▶ Zu bearbeitende Aufgabe:
Beantworten Sie anhand des Textauszugs über die Österreichische Apothekerkammer folgende Fragen:
(a) An welchem Ort wurde die 48. Wissenschaftliche Fortbildungswoche eröffnet?
(b) Wer versucht laut Wellan, das Apothekenwesen in Griechenland aufzubrechen?
(c) Wann soll der Arzneimittelversandhandel in Österreich möglich werden?

▶ Textauszug:

# # # # # # #

Die Arzneimittel- und Pharmazielandschaft ist in Europa immer wieder mit dem Thema "Liberalisierung und/oder Qualität" konfrontiert. Zum Auftakt der 48. Wissenschaftlichen Fortbildungswoche der Österreichischen Apothekerkammer Sonntagnachmittag in Schladming betonte Kammerpräsident Max Wellan die Notwendigkeit, Augenmaß bei Gesundheitsreformen walten zu lassen.

Arzneimittelversand hinterfragen

Ein Beispiel dafür hätte die EU mit ihrer Troika in Griechenland geliefert. "Die Troika ist nach Griechenland gegangen und versucht, dort das Apothekenwesen aufzubrechen. Wir halten das für einen falschen Weg. Es kann nicht sein, dass man dort Apothekenketten hinbringt - und die Gewinne dann ins Ausland gehen, während die lokalen Apotheken ihre Steuern lokal zahlen", sagt Wellan.

In Österreich soll noch in diesem Jahr der Arzneimittelversandhandel möglich werden. Auch hier gelte es, wachsam zu sein. "Bei Maria Theresia hat das Hausierhandel geheißen und ist mit gutem Grund verboten worden. Handel mit Arzneimitteln, mit Giften und mit Sprengmitteln gehört nicht ins Internet", so Wellan.

# # # # # # #

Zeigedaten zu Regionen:

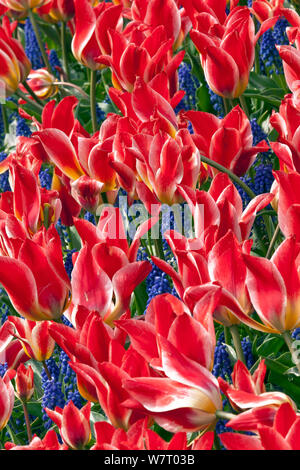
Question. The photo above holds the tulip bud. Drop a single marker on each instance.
(74, 424)
(24, 383)
(42, 83)
(87, 192)
(14, 64)
(7, 397)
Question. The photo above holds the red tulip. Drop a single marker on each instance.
(167, 316)
(49, 442)
(248, 393)
(57, 10)
(23, 5)
(288, 203)
(42, 83)
(166, 163)
(274, 289)
(282, 434)
(7, 397)
(159, 12)
(221, 209)
(287, 147)
(73, 424)
(227, 141)
(91, 34)
(227, 51)
(133, 56)
(33, 336)
(36, 280)
(103, 280)
(185, 400)
(227, 252)
(24, 383)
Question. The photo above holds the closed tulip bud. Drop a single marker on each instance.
(7, 397)
(24, 383)
(14, 64)
(42, 83)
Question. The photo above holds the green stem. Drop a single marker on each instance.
(226, 106)
(27, 421)
(72, 85)
(226, 335)
(237, 342)
(224, 415)
(32, 94)
(39, 40)
(217, 445)
(272, 243)
(63, 38)
(289, 342)
(47, 370)
(93, 99)
(4, 119)
(244, 105)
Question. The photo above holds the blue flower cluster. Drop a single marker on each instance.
(258, 136)
(270, 61)
(4, 183)
(69, 381)
(68, 262)
(32, 49)
(3, 369)
(157, 283)
(22, 128)
(45, 177)
(101, 116)
(90, 217)
(53, 395)
(54, 62)
(189, 84)
(217, 103)
(222, 365)
(1, 127)
(247, 350)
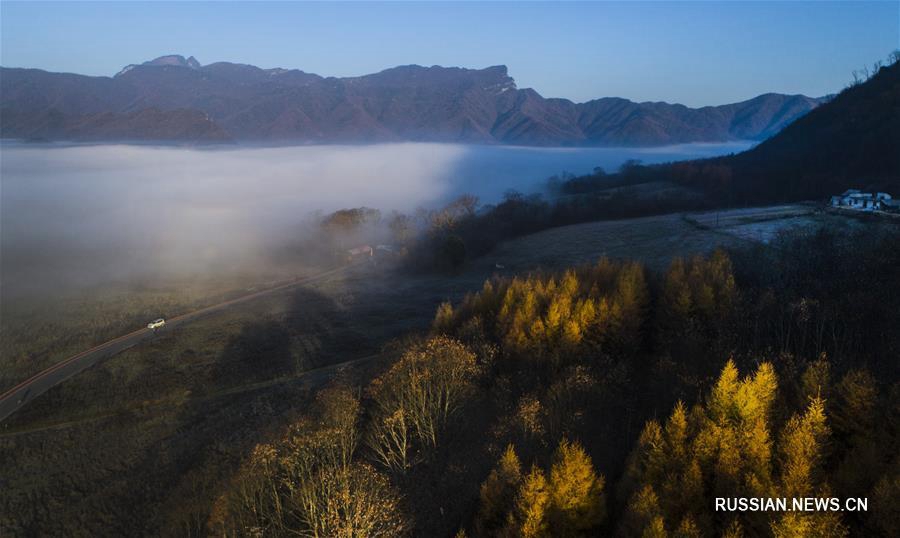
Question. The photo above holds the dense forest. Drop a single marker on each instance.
(849, 142)
(608, 399)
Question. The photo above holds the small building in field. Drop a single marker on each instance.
(864, 201)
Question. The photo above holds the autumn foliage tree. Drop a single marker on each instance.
(567, 501)
(417, 398)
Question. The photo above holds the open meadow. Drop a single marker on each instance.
(172, 418)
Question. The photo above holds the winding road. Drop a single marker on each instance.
(26, 391)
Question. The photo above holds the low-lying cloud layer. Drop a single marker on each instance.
(90, 214)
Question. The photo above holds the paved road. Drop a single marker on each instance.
(26, 391)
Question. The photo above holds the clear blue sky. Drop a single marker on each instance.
(696, 53)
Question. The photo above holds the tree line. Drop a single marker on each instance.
(610, 400)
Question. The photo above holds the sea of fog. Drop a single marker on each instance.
(113, 211)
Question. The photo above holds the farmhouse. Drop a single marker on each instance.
(359, 252)
(865, 201)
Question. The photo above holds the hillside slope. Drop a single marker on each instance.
(407, 103)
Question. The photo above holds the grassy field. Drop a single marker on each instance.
(37, 331)
(655, 240)
(145, 439)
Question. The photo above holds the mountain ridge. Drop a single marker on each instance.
(402, 103)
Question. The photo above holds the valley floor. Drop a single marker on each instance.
(145, 439)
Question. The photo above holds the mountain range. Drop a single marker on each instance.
(173, 98)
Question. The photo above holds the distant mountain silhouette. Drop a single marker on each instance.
(407, 103)
(852, 141)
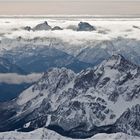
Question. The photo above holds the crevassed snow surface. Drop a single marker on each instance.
(45, 134)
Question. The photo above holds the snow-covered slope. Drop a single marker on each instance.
(80, 105)
(45, 134)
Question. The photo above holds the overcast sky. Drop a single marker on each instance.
(74, 7)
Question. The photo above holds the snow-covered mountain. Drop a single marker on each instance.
(103, 99)
(7, 67)
(41, 58)
(45, 134)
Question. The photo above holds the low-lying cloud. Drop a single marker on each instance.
(13, 78)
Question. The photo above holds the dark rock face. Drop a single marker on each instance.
(42, 26)
(8, 67)
(81, 105)
(56, 28)
(84, 26)
(129, 121)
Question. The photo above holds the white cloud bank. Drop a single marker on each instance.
(13, 78)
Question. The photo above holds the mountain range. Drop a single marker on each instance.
(102, 99)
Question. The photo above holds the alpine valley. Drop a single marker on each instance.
(69, 78)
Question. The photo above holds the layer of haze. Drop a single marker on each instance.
(63, 7)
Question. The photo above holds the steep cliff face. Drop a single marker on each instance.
(104, 99)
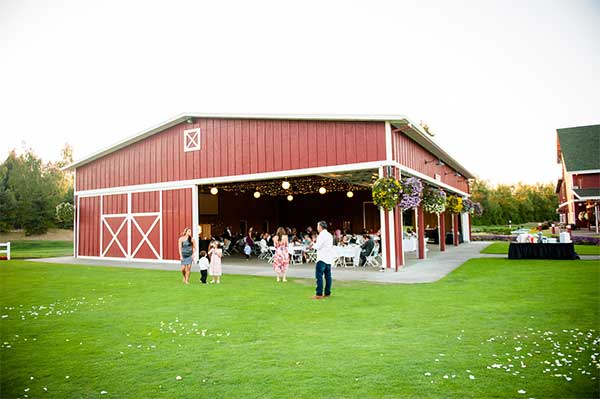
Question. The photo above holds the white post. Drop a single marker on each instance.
(195, 211)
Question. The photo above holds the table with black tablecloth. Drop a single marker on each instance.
(542, 251)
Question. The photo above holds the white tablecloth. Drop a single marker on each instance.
(409, 244)
(350, 251)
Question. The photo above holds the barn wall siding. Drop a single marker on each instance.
(177, 215)
(410, 154)
(89, 226)
(236, 147)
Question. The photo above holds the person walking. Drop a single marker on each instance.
(281, 259)
(325, 257)
(187, 250)
(215, 254)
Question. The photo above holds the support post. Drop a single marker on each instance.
(442, 231)
(421, 231)
(455, 228)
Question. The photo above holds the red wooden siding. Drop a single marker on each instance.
(145, 202)
(235, 147)
(412, 155)
(114, 204)
(89, 226)
(177, 215)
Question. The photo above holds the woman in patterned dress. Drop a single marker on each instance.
(281, 260)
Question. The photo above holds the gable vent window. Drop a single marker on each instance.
(191, 140)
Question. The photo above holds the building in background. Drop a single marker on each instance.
(208, 171)
(578, 152)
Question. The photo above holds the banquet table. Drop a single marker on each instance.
(542, 251)
(350, 251)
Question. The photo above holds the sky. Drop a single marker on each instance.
(492, 79)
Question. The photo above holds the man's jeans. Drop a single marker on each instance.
(320, 269)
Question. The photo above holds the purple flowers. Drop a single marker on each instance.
(410, 193)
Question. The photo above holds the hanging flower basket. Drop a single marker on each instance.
(386, 193)
(454, 204)
(468, 206)
(411, 193)
(434, 200)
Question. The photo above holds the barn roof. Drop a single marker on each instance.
(411, 129)
(580, 146)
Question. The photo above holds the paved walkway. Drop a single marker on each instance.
(436, 266)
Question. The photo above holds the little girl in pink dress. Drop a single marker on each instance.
(215, 254)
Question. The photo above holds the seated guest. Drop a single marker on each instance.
(365, 249)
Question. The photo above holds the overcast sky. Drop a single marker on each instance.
(493, 79)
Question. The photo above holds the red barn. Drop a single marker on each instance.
(134, 198)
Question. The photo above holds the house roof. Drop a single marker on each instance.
(408, 127)
(587, 193)
(580, 147)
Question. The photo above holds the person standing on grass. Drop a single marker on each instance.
(203, 263)
(215, 254)
(281, 259)
(187, 250)
(325, 257)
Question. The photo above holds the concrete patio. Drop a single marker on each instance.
(436, 266)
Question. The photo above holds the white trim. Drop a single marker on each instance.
(191, 139)
(392, 238)
(101, 226)
(178, 184)
(78, 232)
(115, 236)
(133, 260)
(195, 220)
(129, 226)
(388, 141)
(583, 172)
(382, 242)
(161, 225)
(145, 236)
(429, 179)
(75, 226)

# # # # # # #

▶ Antwort zur Aufgabe:
(a) In Schladming.
(b) Die Troika der EU.
(c) Noch in diesem Jahr.